Object position labeling entries
#####

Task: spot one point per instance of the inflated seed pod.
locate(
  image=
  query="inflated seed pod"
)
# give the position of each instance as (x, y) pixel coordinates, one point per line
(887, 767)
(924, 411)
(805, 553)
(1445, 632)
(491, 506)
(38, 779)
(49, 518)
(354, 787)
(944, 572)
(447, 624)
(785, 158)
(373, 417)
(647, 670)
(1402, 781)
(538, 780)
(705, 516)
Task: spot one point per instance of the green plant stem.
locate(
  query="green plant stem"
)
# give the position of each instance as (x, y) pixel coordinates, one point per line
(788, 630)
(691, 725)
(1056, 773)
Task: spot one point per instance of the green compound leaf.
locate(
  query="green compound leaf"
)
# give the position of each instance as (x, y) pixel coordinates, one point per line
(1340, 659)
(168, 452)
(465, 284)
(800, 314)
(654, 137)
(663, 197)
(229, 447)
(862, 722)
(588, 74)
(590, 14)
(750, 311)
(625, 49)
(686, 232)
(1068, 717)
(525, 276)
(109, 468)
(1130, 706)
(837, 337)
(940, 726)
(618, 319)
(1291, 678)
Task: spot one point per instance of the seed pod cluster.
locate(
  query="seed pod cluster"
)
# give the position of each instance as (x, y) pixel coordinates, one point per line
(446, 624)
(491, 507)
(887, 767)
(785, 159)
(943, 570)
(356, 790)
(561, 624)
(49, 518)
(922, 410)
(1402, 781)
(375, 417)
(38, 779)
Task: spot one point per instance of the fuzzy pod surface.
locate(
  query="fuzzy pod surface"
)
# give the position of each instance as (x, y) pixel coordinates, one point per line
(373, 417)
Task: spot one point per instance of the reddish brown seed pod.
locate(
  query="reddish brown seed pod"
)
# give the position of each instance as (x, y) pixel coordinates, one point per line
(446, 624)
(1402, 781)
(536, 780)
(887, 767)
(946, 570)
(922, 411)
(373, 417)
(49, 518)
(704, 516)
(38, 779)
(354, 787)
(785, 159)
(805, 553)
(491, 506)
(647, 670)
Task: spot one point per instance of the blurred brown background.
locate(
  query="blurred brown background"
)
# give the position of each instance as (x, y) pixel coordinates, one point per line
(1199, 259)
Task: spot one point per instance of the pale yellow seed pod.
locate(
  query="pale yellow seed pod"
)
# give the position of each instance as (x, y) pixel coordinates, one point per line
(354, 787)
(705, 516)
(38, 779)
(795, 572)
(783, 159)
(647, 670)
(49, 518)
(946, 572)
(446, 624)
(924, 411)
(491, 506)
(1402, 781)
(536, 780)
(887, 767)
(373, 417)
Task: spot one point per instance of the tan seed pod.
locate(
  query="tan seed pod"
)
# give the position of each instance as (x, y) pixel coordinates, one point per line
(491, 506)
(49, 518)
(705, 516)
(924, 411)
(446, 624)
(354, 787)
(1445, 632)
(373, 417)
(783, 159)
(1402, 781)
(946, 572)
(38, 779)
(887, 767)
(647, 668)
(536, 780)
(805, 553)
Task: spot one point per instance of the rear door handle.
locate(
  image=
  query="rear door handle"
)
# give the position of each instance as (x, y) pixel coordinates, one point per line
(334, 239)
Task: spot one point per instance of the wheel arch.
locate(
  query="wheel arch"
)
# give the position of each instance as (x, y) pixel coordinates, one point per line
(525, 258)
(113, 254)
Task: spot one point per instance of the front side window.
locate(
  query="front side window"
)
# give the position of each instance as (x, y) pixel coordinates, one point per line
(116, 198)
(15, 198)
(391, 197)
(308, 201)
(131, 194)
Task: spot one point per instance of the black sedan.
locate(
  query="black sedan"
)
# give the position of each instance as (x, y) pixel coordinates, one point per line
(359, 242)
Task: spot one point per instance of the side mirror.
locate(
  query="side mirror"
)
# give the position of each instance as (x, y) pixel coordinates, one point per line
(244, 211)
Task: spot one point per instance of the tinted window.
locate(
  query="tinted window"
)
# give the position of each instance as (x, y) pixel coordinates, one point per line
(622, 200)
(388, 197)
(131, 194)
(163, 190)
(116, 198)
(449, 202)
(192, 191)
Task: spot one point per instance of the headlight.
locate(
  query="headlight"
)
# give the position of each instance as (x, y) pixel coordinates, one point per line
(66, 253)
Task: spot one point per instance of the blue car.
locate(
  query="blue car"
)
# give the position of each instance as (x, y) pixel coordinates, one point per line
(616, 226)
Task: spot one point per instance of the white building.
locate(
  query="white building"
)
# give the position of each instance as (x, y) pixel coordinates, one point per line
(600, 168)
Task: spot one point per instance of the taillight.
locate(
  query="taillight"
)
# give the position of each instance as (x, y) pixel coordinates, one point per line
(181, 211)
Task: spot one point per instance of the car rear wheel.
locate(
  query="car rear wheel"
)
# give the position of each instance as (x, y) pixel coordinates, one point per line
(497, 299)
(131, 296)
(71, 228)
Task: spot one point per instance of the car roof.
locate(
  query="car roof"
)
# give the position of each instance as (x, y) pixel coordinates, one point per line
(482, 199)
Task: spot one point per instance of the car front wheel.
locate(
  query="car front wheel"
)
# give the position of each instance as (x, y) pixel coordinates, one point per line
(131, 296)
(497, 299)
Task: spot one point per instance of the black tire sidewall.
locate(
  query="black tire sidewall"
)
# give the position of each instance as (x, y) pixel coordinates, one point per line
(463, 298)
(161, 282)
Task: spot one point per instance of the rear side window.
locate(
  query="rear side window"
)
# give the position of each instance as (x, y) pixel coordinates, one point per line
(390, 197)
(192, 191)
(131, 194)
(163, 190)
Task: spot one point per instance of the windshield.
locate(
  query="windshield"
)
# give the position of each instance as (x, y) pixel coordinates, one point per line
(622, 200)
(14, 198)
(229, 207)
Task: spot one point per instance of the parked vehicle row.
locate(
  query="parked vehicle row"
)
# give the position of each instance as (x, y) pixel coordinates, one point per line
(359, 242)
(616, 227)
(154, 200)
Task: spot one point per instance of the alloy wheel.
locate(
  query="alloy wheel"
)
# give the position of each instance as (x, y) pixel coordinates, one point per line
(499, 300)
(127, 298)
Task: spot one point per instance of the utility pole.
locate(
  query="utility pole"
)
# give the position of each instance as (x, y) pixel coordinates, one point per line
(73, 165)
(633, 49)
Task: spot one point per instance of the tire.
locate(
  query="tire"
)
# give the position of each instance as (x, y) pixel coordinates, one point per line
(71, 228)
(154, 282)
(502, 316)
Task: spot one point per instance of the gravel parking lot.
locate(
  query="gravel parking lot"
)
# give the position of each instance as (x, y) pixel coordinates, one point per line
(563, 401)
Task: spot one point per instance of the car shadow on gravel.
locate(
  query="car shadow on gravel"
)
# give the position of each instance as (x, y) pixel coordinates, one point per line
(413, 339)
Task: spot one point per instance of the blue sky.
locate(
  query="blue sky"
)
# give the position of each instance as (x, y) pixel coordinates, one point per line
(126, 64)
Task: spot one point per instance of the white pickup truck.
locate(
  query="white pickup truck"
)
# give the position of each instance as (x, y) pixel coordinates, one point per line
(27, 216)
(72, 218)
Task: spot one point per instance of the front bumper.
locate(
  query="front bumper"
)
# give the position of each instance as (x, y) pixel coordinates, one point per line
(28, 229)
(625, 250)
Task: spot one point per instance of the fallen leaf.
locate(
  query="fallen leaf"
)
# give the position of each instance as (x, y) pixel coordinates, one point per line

#####

§ **Short task**:
Return each line of the data exactly as written above.

§ **Answer for this exercise**:
Task: spot one point per instance of the inflated seed pod.
locate(
  image=
  query="inflated seed pod"
)
# give the position of each instance as (x, y) pixel coordinates, one point per line
(887, 767)
(924, 411)
(805, 553)
(1445, 632)
(491, 506)
(38, 779)
(49, 518)
(354, 787)
(944, 572)
(447, 624)
(785, 158)
(373, 417)
(647, 670)
(1402, 781)
(538, 780)
(705, 516)
Task: spot one point per instance of the green plant stem.
locate(
  query="green plant stem"
)
# give the position of each instance as (x, y) pixel coordinates, one point per line
(788, 630)
(691, 725)
(1056, 773)
Task: spot one point per instance of the green compound leaf.
locate(
  query="green compound leaf"
)
# give the position of each instance as (x, y) pixel coordinates, one point per line
(1340, 659)
(168, 452)
(465, 284)
(800, 314)
(654, 137)
(663, 197)
(229, 447)
(862, 722)
(588, 74)
(590, 14)
(750, 311)
(625, 49)
(686, 232)
(1068, 717)
(525, 276)
(109, 468)
(1130, 706)
(837, 337)
(940, 726)
(618, 319)
(1291, 678)
Task: spot one point per instance of the seed pod cluster.
locate(
  query="seed pod cluster"
)
# give the position of each instance as (x, y) pixel coordinates, one point per line
(446, 624)
(491, 507)
(887, 767)
(785, 159)
(943, 570)
(356, 790)
(561, 624)
(49, 518)
(922, 410)
(1402, 781)
(375, 417)
(38, 779)
Task: spot one point per instance of the fuzzy pod surface.
locate(
  query="fuzzy pod surface"
)
# give the position of each instance as (x, y) pixel coordinates, one point per line
(373, 417)
Task: spot one point per instance of the reddish brown seed pod.
locate(
  query="reddish brown seed pod"
)
# give the position of each instance as (x, y) pixel coordinates, one point per line
(446, 624)
(1402, 781)
(536, 780)
(887, 767)
(946, 570)
(922, 411)
(373, 417)
(49, 518)
(704, 516)
(38, 779)
(354, 787)
(785, 159)
(805, 553)
(491, 506)
(647, 670)
Task: spot one point per instance of the blurred brown background.
locate(
  query="blurred brown background"
)
# give the position of each instance as (x, y) pixel coordinates, one point per line
(1199, 259)
Task: spot one point per instance of the pale yellow seed pod.
locate(
  query="pale yellow seed pod"
)
# give the position of each instance as (x, y) pixel coordinates, one point per line
(354, 787)
(705, 516)
(38, 779)
(795, 572)
(783, 159)
(647, 670)
(49, 518)
(946, 572)
(446, 624)
(924, 411)
(491, 506)
(1402, 781)
(536, 780)
(887, 767)
(373, 417)
Task: spot one point per instance of the tan seed pod.
locate(
  query="tan seed pod"
)
# give the position of each instance as (x, y) pixel coordinates, one point per line
(491, 506)
(49, 518)
(705, 516)
(924, 411)
(446, 624)
(354, 787)
(1445, 632)
(373, 417)
(783, 159)
(1402, 781)
(946, 572)
(38, 779)
(887, 767)
(647, 668)
(536, 780)
(805, 553)
Task: spot one point per instance of the rear door handle.
locate(
  image=
  query="rear door handle"
)
# give the position of each instance as (x, y) pixel coordinates, one point per line
(334, 239)
Task: spot one point per instance of the wheel arch.
locate(
  query="wheel arch"
)
# give the position of each instance as (x, y) pixel coordinates, one point per line
(525, 258)
(113, 254)
Task: spot one point per instance of the front side window.
locate(
  query="front side window"
)
# give the position of each instance as (x, y) pixel coordinates, one point per line
(116, 198)
(15, 198)
(391, 197)
(308, 201)
(131, 194)
Task: spot one point per instance of the black sedan.
locate(
  query="black sedan"
)
# give the position of each instance as (x, y) pixel coordinates, one point per line
(359, 242)
Task: spot one point per instance of the side mirror.
locate(
  query="side mirror"
)
# give the position of each instance as (x, y) pixel coordinates, one point per line
(244, 211)
Task: spot one point per instance of the tinted window.
locate(
  query="tinted window"
)
# give the position of each instance as (x, y) pixel coordinates, one point per line
(622, 200)
(388, 197)
(131, 194)
(163, 190)
(116, 198)
(449, 202)
(192, 191)
Task: spot one point per instance of the headlight.
locate(
  query="headlight"
)
# give the position of each instance as (x, y) pixel coordinates, one point per line
(66, 253)
Task: spot one point per instance of the blue car.
locate(
  query="blue car"
)
# give the position of each instance as (x, y) pixel coordinates, one point per line
(616, 226)
Task: spot one point per instance of the white building.
locate(
  query="white building"
)
# give the position of each instance as (x, y) pixel coordinates, one point per line
(600, 168)
Task: spot one point per instance of the taillight.
locate(
  query="taillight"
)
# give the position of each instance as (x, y) pixel coordinates, one point per line
(181, 211)
Task: spot one point per instance of the car rear wheel.
locate(
  query="car rear wheel"
)
# give the position of each instance as (x, y) pixel coordinates, one point per line
(497, 299)
(131, 296)
(71, 228)
Task: spot one point per instance of the car roof.
locate(
  query="car roof"
)
# give the position of each instance as (x, y) pixel coordinates, one point per line
(482, 199)
Task: spot one point per instance of the car front wheel.
locate(
  query="car front wheel"
)
# give the position of each instance as (x, y) pixel coordinates, one point per line
(131, 296)
(497, 299)
Task: spot one point per instance of the black tire sidewall.
locate(
  query="black tire sidewall"
)
# give the position of each instance as (x, y) pixel coordinates, one point per line
(463, 298)
(161, 282)
Task: spot one point per instance of the rear side window.
locate(
  query="rear side window"
)
# give the position of each instance as (x, y) pixel coordinates, one point per line
(390, 197)
(192, 191)
(131, 194)
(163, 190)
Task: spot one point per instance of the windshield.
locate(
  query="windshield"
)
# give the position of each instance as (x, y) pixel coordinates, one point per line
(622, 200)
(14, 198)
(229, 207)
Task: spot one point per instance of the parked vehicle row.
locate(
  query="parked vehicle row"
)
# give the position of each instance as (x, y) pixel coordinates, one point per line
(359, 242)
(616, 227)
(154, 200)
Task: spot one point per instance of the alloy wheel.
locate(
  query="alloy wheel"
)
# give the position of each instance as (x, y) pixel coordinates, one point per line
(499, 300)
(127, 298)
Task: spot one point per instance of the utility pole.
locate(
  query="utility pole"
)
# give the position of each instance as (x, y) pixel coordinates, one point per line
(73, 165)
(633, 49)
Task: spot one point per instance of the tire.
locate(
  query="tire"
)
# give the position of each instance as (x, y) pixel coordinates, one point per line
(71, 228)
(154, 282)
(502, 316)
Task: spot one point per instance of the gravel parking lot.
locate(
  query="gravel parking lot"
)
# give the position of each instance as (x, y) pixel coordinates, one point per line
(563, 401)
Task: spot one point per instance of the car shadow on gravel.
locate(
  query="car shadow on gravel"
)
# give the position of each instance as (x, y) pixel coordinates, one point per line
(413, 339)
Task: spot one point per instance of the blue sky.
locate(
  query="blue sky"
)
# give the position of each instance as (x, y) pixel coordinates, one point per line
(126, 64)
Task: spot one point per instance of the white pickup truck.
locate(
  query="white pickup truck"
)
# give the position of each instance as (x, y) pixel coordinates, one point per line
(27, 216)
(72, 218)
Task: spot one point per instance of the front bumper.
locate(
  query="front bumper"
)
# give the position of each instance as (x, y) pixel coordinates, one point per line
(28, 229)
(625, 250)
Task: spot one point per instance of the fallen leaf.
locate(
  query="fallen leaf"
)
# give the position of each instance as (x, y) pixel coordinates, one point per line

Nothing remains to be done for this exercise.